── Material provided ──

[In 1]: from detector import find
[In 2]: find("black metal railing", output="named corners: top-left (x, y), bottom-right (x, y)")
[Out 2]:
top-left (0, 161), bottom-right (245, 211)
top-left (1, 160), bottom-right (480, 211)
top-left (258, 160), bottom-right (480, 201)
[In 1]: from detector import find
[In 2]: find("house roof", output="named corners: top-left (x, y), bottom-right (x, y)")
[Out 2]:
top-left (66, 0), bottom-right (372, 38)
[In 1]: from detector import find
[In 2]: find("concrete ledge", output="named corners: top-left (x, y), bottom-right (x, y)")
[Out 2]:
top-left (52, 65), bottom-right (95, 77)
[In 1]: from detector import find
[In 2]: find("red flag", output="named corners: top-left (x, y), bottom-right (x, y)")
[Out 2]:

───

Problem to work on = The entries above are to be restated word for word.

Your response =
[In 1]: from detector import find
[In 2]: find("black metal railing", output="named corners: top-left (x, y), bottom-right (x, y)")
[Out 2]:
top-left (0, 161), bottom-right (245, 211)
top-left (1, 160), bottom-right (480, 211)
top-left (258, 160), bottom-right (480, 201)
[In 1]: from detector import find
[In 2]: find("house roof", output="named corners: top-left (x, y), bottom-right (x, y)")
[Out 2]:
top-left (66, 0), bottom-right (372, 38)
[In 1]: from detector import find
[In 2]: find("concrete ledge", output="named corners: top-left (x, y), bottom-right (x, y)")
[Out 2]:
top-left (52, 65), bottom-right (95, 77)
[In 1]: from detector import find
[In 2]: find("red flag", output="named corners: top-left (x, y), bottom-right (x, y)")
[Out 2]:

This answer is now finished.